• Objective:
Gather every line in the rows below that contains the word "water", matching case exactly, and copy those lines out.

Coordinate annotation entries:
-.-.-

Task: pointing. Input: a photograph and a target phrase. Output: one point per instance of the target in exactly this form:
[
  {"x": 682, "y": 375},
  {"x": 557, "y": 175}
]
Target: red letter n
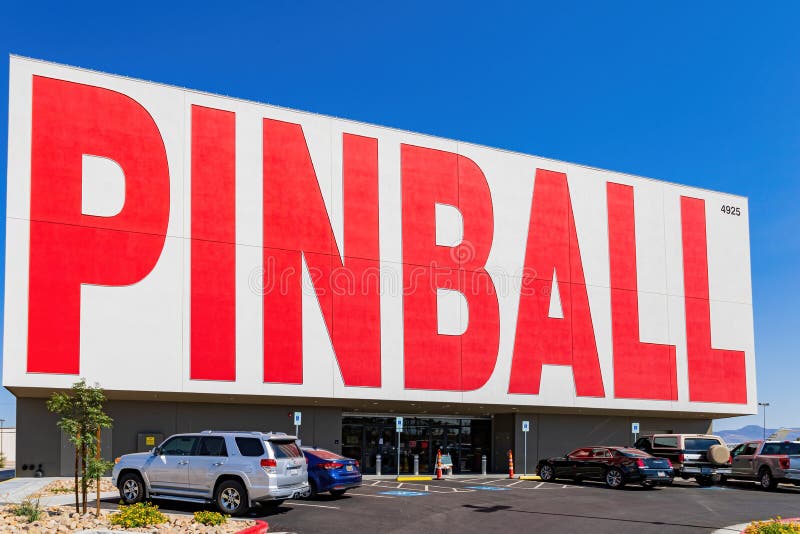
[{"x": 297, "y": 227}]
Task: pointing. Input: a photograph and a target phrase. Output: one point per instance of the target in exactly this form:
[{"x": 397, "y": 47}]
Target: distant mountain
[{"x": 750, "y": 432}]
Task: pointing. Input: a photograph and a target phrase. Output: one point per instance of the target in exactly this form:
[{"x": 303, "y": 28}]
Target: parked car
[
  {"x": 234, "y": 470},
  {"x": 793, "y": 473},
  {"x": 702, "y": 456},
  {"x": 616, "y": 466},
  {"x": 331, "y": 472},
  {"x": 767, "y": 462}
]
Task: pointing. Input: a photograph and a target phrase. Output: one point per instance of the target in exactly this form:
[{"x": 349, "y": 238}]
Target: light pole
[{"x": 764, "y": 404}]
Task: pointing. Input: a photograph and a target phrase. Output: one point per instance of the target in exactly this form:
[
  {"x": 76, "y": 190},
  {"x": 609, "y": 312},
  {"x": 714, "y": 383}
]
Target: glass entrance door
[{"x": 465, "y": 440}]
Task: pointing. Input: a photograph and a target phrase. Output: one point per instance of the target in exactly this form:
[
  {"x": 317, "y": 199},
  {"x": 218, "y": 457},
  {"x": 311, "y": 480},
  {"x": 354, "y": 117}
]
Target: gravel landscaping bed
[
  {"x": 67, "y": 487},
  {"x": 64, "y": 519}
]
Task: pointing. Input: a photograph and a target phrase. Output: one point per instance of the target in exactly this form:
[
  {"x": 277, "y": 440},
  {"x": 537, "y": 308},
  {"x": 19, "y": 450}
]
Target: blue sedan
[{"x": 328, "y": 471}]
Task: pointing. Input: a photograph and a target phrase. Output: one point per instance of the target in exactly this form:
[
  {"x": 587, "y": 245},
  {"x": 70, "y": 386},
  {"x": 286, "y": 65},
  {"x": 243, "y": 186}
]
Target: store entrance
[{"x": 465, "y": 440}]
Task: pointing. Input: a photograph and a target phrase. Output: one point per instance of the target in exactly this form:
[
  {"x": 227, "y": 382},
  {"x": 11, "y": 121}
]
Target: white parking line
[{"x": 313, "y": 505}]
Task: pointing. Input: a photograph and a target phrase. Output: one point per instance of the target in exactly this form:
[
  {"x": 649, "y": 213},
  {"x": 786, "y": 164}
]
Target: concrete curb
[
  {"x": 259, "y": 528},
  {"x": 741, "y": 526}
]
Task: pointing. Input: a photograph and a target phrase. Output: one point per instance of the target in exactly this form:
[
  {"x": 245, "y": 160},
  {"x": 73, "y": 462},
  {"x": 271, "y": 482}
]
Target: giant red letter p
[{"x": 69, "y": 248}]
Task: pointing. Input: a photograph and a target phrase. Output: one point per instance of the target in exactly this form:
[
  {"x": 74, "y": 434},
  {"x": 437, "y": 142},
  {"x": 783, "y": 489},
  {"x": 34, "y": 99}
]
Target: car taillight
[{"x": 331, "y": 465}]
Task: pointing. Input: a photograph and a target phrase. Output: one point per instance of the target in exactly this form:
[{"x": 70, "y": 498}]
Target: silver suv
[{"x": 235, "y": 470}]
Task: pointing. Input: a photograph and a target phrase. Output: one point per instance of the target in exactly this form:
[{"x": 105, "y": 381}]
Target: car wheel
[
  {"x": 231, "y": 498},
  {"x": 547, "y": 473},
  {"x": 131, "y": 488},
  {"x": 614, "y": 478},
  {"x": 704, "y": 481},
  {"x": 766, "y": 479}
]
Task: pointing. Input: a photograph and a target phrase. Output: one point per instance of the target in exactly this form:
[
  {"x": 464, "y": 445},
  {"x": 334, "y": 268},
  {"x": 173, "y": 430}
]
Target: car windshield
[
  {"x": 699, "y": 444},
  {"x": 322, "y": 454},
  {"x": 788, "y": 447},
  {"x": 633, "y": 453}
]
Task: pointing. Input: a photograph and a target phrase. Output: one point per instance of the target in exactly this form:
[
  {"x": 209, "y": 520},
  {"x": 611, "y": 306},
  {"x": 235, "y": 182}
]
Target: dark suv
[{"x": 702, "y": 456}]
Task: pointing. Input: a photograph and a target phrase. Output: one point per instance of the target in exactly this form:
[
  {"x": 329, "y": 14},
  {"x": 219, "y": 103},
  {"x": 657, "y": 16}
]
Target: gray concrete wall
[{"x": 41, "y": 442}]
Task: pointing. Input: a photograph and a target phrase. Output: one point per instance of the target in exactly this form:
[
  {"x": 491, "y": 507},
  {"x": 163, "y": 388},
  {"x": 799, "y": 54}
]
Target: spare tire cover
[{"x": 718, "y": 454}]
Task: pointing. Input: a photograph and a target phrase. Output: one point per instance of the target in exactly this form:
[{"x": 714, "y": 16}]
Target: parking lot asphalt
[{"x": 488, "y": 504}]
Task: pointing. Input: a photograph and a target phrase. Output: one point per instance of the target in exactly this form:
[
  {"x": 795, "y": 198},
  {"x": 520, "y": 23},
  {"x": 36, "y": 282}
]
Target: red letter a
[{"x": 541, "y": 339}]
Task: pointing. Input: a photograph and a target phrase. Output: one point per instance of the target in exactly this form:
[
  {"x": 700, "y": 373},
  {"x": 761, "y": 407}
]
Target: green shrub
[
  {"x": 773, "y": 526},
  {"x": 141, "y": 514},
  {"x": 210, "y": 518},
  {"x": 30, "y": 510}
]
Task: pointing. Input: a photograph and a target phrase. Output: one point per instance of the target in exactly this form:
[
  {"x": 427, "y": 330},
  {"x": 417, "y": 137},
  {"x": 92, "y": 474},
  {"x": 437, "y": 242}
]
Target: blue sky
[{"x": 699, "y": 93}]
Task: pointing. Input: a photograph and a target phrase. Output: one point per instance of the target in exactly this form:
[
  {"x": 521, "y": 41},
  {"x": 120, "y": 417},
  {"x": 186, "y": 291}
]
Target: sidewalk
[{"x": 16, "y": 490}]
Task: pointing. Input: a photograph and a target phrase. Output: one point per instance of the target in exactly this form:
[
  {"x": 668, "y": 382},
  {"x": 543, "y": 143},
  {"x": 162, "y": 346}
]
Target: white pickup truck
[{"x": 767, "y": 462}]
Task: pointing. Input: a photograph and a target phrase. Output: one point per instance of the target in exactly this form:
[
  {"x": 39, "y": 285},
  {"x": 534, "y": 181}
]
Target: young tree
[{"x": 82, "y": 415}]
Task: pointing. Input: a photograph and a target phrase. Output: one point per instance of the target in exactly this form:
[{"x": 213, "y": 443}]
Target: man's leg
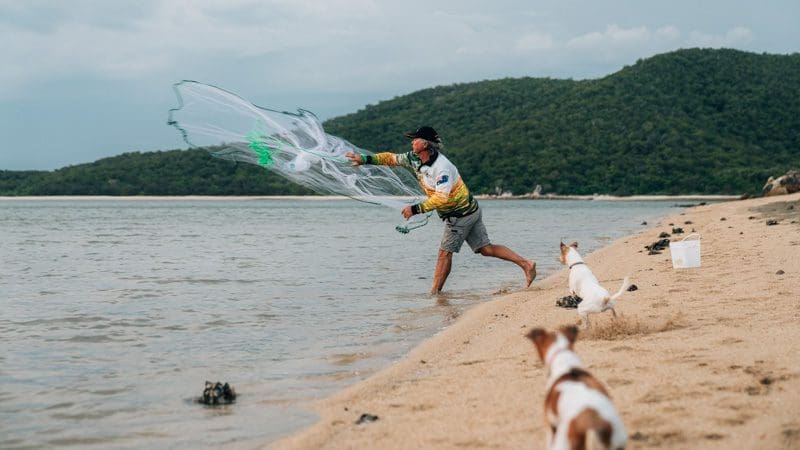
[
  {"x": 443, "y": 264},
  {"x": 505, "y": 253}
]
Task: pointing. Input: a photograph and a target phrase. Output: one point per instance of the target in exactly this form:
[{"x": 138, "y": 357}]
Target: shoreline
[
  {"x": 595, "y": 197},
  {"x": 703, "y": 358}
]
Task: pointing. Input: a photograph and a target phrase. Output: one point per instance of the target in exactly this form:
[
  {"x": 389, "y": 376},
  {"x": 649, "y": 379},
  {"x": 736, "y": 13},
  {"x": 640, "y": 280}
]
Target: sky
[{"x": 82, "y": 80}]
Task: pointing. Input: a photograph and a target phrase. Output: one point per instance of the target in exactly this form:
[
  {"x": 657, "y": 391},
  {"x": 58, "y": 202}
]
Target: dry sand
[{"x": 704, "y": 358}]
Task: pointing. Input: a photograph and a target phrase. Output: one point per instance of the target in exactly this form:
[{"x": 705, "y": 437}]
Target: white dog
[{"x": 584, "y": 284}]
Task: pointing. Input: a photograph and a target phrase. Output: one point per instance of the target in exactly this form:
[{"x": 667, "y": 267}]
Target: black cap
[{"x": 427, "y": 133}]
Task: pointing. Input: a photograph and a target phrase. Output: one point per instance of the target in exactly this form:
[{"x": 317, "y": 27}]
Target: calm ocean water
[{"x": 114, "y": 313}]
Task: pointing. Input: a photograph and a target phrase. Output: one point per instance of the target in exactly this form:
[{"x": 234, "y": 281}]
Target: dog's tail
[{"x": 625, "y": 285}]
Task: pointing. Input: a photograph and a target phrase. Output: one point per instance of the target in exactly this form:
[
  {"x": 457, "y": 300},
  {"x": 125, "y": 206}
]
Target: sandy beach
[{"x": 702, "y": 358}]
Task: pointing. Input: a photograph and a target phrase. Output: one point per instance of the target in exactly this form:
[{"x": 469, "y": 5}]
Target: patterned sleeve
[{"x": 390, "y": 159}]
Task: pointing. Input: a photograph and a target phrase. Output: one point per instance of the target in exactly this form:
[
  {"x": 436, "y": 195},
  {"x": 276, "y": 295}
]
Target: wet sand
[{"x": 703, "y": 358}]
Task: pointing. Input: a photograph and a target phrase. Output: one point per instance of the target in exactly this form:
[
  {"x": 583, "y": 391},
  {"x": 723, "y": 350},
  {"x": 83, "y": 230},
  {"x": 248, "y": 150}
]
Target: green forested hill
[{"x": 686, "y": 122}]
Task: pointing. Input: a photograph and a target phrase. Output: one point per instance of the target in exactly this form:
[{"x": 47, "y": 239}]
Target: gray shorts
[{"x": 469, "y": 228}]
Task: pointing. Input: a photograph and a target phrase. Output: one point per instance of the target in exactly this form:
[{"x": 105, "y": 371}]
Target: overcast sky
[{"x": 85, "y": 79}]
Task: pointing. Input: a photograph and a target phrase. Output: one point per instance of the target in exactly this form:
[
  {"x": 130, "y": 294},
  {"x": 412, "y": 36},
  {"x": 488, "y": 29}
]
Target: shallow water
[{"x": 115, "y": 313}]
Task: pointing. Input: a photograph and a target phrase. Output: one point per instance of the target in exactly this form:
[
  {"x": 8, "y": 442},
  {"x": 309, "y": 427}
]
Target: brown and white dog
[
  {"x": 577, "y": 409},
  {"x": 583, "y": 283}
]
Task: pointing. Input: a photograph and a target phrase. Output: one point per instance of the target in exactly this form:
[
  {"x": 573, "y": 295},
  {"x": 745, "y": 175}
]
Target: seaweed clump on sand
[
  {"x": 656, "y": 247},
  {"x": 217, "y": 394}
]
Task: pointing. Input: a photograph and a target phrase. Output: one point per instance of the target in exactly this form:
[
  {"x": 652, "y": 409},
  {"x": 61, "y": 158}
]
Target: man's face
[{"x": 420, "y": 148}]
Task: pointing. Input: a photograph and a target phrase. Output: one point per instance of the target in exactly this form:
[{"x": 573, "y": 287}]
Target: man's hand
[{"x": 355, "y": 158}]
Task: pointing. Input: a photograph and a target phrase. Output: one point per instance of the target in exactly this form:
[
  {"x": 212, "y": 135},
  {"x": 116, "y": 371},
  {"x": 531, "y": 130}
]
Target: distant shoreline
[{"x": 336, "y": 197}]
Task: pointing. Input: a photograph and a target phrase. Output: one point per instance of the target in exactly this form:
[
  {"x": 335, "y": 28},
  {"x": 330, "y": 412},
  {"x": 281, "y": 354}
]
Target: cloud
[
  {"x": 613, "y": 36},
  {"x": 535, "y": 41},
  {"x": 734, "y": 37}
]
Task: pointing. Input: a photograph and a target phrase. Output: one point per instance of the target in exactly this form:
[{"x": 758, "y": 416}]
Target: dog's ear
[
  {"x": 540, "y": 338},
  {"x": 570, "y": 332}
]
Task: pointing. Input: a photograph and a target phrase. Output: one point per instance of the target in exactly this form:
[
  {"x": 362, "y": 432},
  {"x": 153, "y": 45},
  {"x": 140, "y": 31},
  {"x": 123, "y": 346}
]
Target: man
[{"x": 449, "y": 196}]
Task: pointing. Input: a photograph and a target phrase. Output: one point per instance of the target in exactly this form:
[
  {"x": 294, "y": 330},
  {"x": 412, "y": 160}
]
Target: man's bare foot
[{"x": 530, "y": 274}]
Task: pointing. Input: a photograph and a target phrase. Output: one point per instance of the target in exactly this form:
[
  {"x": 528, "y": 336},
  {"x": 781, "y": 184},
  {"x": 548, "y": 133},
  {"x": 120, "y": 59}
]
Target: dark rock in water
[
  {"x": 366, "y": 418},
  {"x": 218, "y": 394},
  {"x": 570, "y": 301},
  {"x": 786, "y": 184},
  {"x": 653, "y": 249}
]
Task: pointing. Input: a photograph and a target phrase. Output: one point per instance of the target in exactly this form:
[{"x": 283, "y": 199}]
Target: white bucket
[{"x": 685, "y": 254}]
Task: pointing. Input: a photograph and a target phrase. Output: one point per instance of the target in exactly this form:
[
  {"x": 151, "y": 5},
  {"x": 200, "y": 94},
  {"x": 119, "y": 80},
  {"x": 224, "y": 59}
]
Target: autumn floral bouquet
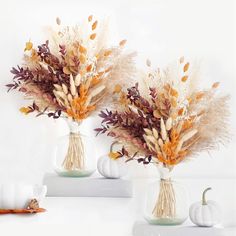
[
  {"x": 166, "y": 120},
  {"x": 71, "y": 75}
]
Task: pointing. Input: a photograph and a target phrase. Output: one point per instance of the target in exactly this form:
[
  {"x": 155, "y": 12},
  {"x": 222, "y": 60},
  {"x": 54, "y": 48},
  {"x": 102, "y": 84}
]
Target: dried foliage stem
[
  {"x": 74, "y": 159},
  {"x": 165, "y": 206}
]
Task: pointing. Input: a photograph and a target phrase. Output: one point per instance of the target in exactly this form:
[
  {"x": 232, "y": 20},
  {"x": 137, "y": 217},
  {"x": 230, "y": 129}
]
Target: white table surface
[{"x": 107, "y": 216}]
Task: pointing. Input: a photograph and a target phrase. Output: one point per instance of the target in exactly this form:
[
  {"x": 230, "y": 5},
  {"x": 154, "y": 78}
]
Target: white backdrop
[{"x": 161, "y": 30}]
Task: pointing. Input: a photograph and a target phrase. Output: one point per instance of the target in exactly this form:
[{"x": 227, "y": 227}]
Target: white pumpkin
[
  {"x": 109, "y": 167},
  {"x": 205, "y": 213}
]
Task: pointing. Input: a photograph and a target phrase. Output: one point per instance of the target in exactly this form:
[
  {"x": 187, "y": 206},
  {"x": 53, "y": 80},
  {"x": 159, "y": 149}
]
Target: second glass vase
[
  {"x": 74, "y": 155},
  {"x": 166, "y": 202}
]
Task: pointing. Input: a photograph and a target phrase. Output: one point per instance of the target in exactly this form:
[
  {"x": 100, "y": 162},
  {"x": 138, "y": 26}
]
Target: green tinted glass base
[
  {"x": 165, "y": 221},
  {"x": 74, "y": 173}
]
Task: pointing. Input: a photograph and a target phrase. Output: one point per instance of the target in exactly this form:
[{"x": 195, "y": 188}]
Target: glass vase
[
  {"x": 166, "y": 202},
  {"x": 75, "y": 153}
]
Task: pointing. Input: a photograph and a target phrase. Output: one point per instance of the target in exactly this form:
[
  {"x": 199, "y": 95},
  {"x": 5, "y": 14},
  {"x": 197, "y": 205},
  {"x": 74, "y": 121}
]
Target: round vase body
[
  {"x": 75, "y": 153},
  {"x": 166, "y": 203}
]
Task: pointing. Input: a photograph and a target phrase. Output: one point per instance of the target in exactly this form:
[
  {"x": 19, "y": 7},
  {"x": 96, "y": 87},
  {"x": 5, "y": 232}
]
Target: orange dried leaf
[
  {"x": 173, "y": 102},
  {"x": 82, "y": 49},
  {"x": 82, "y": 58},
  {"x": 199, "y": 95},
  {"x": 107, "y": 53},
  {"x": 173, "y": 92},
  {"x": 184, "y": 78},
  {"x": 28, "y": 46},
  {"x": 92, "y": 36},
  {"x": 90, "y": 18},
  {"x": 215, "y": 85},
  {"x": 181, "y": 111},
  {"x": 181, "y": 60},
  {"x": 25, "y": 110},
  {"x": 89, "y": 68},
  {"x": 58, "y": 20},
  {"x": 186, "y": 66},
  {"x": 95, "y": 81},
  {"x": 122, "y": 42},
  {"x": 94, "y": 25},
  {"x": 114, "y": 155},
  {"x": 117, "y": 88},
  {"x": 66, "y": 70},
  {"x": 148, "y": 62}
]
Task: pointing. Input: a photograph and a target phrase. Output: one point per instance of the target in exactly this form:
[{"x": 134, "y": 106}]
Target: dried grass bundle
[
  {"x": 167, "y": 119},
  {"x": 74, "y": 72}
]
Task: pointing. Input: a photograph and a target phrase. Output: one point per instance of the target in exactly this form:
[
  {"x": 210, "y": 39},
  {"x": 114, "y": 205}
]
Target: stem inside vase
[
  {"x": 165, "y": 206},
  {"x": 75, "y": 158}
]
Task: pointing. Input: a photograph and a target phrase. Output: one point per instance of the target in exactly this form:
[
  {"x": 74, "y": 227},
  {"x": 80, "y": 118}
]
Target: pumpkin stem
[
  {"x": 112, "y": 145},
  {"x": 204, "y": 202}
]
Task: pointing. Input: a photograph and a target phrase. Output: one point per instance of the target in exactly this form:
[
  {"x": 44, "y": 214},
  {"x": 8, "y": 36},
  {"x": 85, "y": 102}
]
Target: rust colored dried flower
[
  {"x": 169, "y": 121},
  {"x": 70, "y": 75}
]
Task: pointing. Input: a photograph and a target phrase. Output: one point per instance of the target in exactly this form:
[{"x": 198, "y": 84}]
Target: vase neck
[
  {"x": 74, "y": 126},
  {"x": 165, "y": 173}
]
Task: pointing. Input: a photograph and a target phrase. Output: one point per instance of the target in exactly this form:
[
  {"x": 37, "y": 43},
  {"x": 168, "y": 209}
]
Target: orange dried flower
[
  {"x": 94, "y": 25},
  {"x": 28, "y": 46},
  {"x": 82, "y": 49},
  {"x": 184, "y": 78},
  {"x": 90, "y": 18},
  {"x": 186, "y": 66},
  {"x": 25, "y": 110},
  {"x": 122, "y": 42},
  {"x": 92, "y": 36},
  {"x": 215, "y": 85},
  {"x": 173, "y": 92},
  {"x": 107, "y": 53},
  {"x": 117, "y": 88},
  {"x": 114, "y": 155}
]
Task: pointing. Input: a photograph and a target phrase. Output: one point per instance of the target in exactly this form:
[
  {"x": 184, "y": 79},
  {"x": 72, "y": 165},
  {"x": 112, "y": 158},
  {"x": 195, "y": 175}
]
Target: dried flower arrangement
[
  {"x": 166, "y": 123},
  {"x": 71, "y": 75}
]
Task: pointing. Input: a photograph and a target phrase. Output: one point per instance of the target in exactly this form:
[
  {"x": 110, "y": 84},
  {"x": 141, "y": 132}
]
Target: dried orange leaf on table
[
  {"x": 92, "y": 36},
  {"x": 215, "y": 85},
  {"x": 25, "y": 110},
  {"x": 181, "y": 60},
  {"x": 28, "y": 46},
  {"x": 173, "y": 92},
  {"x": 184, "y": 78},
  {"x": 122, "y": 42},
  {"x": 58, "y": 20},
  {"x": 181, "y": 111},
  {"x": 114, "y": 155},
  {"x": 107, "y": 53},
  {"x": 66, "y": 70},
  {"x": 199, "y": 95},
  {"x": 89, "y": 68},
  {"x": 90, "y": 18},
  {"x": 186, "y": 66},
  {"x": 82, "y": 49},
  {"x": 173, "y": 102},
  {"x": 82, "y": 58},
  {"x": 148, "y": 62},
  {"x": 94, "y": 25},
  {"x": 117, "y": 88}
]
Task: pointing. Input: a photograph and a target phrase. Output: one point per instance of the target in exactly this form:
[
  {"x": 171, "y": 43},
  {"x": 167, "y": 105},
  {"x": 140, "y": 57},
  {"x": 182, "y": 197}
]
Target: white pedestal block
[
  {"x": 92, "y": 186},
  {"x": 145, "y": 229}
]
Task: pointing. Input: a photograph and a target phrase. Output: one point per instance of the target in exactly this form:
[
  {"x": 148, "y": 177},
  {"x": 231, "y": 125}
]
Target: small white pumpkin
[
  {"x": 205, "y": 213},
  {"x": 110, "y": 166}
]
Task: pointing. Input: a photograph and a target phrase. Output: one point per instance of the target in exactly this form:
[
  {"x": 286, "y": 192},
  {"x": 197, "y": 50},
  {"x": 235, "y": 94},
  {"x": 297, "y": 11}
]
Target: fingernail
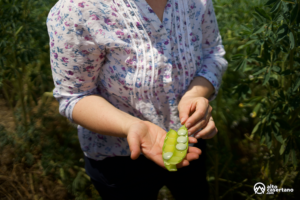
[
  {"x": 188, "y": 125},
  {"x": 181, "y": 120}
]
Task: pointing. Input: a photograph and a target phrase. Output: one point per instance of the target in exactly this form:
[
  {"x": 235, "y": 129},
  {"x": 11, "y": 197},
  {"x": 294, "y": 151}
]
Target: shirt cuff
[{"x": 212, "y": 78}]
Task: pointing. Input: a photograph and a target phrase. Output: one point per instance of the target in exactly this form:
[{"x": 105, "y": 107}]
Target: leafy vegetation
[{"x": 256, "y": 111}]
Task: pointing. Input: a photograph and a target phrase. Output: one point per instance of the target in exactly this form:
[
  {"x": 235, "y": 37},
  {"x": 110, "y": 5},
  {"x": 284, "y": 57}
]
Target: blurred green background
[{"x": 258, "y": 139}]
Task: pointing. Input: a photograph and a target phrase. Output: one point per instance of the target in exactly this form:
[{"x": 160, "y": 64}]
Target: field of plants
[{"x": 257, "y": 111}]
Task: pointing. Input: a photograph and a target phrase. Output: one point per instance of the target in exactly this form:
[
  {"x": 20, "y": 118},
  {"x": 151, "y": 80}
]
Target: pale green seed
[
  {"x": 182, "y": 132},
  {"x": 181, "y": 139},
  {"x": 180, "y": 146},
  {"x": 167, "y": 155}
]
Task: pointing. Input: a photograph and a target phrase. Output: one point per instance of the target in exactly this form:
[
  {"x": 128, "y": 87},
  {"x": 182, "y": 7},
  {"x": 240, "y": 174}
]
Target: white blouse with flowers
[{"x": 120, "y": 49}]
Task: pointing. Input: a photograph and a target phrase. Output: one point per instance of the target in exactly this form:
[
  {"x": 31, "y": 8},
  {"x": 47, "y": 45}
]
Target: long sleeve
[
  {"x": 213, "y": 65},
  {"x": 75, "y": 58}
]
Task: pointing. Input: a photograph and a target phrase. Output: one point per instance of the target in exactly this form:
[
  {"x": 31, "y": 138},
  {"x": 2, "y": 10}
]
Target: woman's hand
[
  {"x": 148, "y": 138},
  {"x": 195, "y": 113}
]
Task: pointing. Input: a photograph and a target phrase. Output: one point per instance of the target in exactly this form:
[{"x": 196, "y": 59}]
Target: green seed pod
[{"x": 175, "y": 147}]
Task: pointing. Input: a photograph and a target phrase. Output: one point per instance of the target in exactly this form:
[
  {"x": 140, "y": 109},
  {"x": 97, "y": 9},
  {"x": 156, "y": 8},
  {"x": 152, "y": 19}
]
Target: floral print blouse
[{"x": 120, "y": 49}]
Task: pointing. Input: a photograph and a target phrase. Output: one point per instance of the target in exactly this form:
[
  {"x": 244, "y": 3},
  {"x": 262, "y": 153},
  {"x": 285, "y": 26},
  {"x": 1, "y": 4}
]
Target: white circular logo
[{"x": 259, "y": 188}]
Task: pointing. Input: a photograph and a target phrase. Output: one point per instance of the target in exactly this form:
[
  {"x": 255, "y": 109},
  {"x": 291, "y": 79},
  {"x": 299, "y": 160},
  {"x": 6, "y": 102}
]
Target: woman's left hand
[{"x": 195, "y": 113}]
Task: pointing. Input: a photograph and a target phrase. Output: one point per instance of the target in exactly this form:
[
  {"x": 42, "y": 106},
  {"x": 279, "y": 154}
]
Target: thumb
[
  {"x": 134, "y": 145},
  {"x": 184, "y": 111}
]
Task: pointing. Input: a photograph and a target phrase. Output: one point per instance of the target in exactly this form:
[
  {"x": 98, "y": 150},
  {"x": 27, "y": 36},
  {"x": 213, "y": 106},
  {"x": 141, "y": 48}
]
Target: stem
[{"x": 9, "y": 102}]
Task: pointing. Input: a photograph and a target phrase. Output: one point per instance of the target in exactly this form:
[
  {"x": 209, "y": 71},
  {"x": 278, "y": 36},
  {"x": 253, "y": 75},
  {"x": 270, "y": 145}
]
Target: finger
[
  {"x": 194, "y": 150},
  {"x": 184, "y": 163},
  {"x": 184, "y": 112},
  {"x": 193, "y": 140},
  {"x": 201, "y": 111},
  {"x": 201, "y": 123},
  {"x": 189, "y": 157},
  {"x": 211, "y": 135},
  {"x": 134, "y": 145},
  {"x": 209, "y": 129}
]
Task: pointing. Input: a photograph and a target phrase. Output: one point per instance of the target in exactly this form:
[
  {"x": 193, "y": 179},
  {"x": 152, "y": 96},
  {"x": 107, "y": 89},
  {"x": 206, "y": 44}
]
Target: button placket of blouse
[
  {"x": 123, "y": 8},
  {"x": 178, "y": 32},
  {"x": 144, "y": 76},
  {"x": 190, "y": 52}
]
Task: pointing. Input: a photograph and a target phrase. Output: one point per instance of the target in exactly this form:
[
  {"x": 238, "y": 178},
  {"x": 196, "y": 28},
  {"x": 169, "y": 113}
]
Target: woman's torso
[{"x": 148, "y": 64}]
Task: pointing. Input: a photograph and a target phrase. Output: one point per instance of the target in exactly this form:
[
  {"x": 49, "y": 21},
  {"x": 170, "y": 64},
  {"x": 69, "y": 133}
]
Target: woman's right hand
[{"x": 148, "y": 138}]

-.-.-

• Output for this task:
Target: calm ocean water
Target: shallow water
Target: dark rock in water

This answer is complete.